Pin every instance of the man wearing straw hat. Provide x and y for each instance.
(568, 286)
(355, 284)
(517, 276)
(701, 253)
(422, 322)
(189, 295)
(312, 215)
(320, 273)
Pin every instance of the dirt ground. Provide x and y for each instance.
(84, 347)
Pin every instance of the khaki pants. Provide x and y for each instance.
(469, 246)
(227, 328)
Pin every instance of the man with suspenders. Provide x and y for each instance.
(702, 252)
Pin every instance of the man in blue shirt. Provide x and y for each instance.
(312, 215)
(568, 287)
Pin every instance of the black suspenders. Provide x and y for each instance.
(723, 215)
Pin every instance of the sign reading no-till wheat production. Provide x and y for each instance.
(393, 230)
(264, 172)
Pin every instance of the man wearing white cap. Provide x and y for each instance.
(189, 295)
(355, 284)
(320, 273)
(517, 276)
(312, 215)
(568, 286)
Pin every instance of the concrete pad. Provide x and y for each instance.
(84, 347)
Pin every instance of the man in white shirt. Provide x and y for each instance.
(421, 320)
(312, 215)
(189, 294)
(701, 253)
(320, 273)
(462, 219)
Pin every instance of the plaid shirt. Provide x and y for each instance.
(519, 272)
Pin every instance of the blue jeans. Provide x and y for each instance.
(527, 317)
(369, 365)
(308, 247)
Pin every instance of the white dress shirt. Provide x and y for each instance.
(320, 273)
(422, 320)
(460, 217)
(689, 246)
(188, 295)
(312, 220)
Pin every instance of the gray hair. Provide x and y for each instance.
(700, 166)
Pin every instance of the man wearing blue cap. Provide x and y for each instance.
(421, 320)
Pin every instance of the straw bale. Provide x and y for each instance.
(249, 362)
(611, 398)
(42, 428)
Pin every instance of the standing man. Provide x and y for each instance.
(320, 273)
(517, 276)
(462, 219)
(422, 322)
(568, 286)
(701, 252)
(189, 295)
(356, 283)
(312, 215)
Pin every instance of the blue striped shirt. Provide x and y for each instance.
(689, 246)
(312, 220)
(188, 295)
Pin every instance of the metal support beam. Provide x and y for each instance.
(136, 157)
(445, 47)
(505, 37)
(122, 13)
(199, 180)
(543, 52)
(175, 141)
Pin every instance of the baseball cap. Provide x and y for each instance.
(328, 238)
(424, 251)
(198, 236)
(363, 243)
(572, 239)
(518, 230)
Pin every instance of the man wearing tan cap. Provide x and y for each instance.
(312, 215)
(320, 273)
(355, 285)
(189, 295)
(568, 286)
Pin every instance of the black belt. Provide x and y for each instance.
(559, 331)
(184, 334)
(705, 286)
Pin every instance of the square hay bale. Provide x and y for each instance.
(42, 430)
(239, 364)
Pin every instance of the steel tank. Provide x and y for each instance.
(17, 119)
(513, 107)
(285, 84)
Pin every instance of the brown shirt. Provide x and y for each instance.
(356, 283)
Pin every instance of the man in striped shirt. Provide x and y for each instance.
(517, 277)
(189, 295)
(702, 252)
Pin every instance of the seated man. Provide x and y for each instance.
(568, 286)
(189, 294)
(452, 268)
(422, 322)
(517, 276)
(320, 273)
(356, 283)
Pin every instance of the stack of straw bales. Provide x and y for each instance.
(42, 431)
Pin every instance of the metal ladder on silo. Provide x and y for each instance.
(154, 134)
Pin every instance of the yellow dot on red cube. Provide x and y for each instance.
+++
- Task objective
Copy the items word for word, starting with the line that contains "Pin every instance of the square" and going on through the final line of the items.

- Response for this exercise
Pin every instance of the square hay bale. Provide x and y for each instance.
(42, 430)
(239, 364)
Pin every instance of the steel tank. Provide x and y for each instance.
(17, 119)
(513, 107)
(285, 84)
Pin every instance of the brown shirt. Provide x and y for each instance.
(356, 283)
Pin every instance of the man in striped shirt. Provide x and y for each instance.
(517, 277)
(189, 295)
(702, 252)
Pin every instance of the seated man. Provide x and y for each instance.
(568, 286)
(189, 294)
(452, 268)
(422, 322)
(517, 276)
(320, 273)
(356, 283)
Pin every instance of the stack of straw bales. Provide x and y for each instance.
(42, 431)
Pin every instance of the metal ladder on silo. Provide x and y for each instance.
(154, 134)
Pin every instance of the yellow dot on red cube. Provide x and y for each instance.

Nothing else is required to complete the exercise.